> [Exercise]:
Write out the data again in full, exactly as it reads.

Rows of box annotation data

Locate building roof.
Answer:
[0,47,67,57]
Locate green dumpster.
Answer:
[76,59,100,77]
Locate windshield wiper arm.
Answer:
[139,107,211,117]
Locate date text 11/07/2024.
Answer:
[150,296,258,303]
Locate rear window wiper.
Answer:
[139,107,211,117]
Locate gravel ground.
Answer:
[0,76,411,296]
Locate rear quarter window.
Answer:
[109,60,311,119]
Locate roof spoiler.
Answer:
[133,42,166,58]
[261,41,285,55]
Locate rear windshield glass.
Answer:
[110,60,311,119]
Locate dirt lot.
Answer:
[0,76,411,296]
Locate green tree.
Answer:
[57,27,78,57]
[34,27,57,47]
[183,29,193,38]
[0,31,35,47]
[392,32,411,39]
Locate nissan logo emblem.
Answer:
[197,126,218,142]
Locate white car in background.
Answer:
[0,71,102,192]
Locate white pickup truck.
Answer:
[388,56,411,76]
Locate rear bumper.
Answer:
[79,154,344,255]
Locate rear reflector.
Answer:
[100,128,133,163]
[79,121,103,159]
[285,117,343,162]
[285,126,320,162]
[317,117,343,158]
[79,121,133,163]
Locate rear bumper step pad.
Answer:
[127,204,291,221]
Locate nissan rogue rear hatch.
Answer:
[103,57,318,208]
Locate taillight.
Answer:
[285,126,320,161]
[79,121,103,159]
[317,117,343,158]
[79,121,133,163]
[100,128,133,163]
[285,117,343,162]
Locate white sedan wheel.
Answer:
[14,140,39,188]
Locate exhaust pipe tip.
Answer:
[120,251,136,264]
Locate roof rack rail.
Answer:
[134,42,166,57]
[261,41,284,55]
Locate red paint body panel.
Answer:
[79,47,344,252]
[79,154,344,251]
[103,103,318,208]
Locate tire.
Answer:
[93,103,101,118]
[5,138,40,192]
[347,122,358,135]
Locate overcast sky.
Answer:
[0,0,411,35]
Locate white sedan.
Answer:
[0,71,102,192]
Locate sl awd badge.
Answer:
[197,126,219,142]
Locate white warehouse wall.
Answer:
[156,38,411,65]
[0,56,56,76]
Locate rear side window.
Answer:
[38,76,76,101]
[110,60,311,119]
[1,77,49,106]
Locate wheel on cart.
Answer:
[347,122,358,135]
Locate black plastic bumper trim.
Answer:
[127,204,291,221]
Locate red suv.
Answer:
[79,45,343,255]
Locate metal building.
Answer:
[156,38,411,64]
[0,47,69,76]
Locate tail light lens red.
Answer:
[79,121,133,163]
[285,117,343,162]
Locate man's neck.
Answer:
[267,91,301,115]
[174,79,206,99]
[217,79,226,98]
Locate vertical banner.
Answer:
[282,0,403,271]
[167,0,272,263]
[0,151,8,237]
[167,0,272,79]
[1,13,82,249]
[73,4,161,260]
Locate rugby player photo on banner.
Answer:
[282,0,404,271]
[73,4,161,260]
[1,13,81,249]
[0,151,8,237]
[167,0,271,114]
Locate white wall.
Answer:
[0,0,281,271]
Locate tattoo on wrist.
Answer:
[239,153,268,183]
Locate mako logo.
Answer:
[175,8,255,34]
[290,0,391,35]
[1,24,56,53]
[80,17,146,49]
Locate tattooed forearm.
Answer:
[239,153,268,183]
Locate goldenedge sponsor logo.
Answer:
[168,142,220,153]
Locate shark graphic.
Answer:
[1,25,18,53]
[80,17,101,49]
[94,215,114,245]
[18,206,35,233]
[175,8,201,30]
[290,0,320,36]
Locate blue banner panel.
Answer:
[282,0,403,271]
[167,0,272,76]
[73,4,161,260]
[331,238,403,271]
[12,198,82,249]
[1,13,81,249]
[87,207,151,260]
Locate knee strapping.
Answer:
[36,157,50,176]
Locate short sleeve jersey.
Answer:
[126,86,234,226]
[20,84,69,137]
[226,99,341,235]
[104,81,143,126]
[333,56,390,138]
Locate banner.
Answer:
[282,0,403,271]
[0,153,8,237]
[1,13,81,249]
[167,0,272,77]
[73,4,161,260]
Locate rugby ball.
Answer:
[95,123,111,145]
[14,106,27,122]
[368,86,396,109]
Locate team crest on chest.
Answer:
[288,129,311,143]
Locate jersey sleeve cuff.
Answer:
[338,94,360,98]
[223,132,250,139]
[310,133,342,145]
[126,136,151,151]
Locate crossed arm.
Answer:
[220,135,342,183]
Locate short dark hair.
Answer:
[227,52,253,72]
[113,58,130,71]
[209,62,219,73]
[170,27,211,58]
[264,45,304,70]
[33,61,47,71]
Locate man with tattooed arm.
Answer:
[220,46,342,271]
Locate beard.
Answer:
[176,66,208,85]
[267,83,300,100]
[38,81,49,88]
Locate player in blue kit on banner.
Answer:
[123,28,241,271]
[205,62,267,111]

> [Written answer]:
Locate building roof.
Answer:
[0,47,67,57]
Locate green dumpster.
Answer:
[76,59,100,77]
Locate windshield wiper arm.
Answer:
[139,107,211,117]
Locate date text 11/07/2024.
Answer:
[150,296,258,303]
Locate rear window wiper.
Answer:
[139,107,211,117]
Locate gravel ground.
Answer:
[0,76,411,296]
Locate rear quarter window.
Answer:
[109,60,311,119]
Locate roof spoiler.
Answer:
[133,42,166,58]
[261,41,285,55]
Locate rear windshield glass.
Answer:
[110,60,311,119]
Locate dirt lot.
Answer:
[0,76,411,296]
Locate green tree.
Answer:
[57,27,78,57]
[34,27,57,47]
[183,29,193,38]
[0,31,35,47]
[392,32,411,39]
Locate nissan logo emblem.
Answer:
[197,126,218,142]
Locate white car in background.
Answer:
[0,71,102,192]
Locate white pickup truck.
Answer:
[388,56,411,76]
Locate rear bumper.
Answer:
[79,154,344,255]
Locate rear reflector.
Answer:
[100,128,133,163]
[79,121,103,159]
[285,117,343,162]
[285,126,320,162]
[317,117,343,158]
[79,121,133,163]
Locate rear bumper step pad.
Answer:
[127,204,291,221]
Locate nissan rogue rear hatch.
Answer:
[103,57,318,208]
Locate taillight.
Answer:
[285,126,320,161]
[79,121,103,159]
[317,117,343,158]
[79,121,133,163]
[100,128,133,163]
[285,117,343,162]
Locate white sedan wheel.
Answer:
[14,140,39,188]
Locate exhaust pipe tip.
Answer:
[120,251,136,264]
Locate roof rack rail.
Answer:
[134,42,166,57]
[261,41,284,55]
Locate red paint body panel.
Answer:
[79,47,344,252]
[79,154,344,251]
[103,103,318,208]
Locate tire.
Answer:
[93,103,101,118]
[5,138,40,192]
[347,122,358,135]
Locate overcast sky.
Answer:
[0,0,411,35]
Locate white sedan.
Answer:
[0,71,102,192]
Locate sl awd badge.
Answer:
[197,126,219,142]
Locate white warehouse wall.
Answer:
[156,38,411,65]
[0,56,56,76]
Locate rear side window.
Answer:
[38,76,76,101]
[110,60,311,119]
[1,77,49,106]
Locate wheel on cart.
Answer:
[347,122,358,135]
Locate black plastic bumper trim.
Answer:
[127,204,291,221]
Locate red suv.
Answer:
[79,45,343,255]
Locate metal building.
Answer:
[156,38,411,64]
[0,47,69,76]
Locate tail light lens red.
Answer:
[79,121,133,163]
[285,117,343,162]
Locate man's neck.
Answer:
[267,91,301,115]
[174,79,206,99]
[217,79,226,98]
Locate vertical banner.
Answer:
[282,0,403,271]
[167,0,272,263]
[0,151,8,237]
[167,0,272,79]
[1,13,82,249]
[73,4,161,260]
Locate rugby player photo on banner.
Answer:
[282,0,404,271]
[73,4,161,260]
[1,13,81,249]
[0,151,8,237]
[167,0,271,114]
Locate white wall.
Answer:
[0,0,281,271]
Locate tattoo on wrist.
Answer:
[239,153,268,183]
Locate mako logo.
Answer:
[175,8,255,34]
[290,0,391,35]
[1,24,56,53]
[80,17,146,49]
Locate tattooed forearm.
Answer:
[239,153,268,183]
Locate goldenedge sponsor logo.
Answer:
[168,142,220,153]
Locate shark graphic.
Answer:
[1,25,18,53]
[80,17,101,49]
[94,215,114,245]
[18,206,35,233]
[175,8,201,30]
[290,0,320,36]
Locate blue banner panel.
Answer:
[282,0,403,271]
[167,0,272,76]
[73,4,161,260]
[331,238,403,271]
[12,198,82,249]
[1,13,81,249]
[87,207,151,260]
Locate knee strapping.
Answer:
[36,157,50,176]
Locate short sleeve jersey.
Answer:
[126,86,234,226]
[20,84,69,137]
[226,99,341,235]
[104,81,143,126]
[333,56,390,138]
Locate banner.
Answer:
[282,0,403,271]
[0,153,8,237]
[1,13,81,249]
[167,0,272,77]
[73,4,161,260]
Locate rugby ball.
Answer:
[95,123,111,145]
[14,106,27,122]
[368,86,396,109]
Locate team crest on chest.
Answer:
[288,129,311,143]
Locate jersey sleeve cuff.
Answer:
[338,94,360,98]
[223,132,250,139]
[310,133,342,145]
[126,136,151,151]
Locate crossed arm.
Answer:
[220,135,342,183]
Locate short dark hair.
Answer:
[227,52,253,72]
[113,58,130,71]
[209,62,219,73]
[170,27,211,58]
[264,45,304,70]
[33,61,47,71]
Locate man with tattooed arm.
Answer:
[220,46,342,271]
Locate beard.
Answer:
[176,66,208,85]
[267,83,300,100]
[38,81,49,88]
Locate player in blue kit on banner.
Answer:
[123,28,241,271]
[205,62,267,111]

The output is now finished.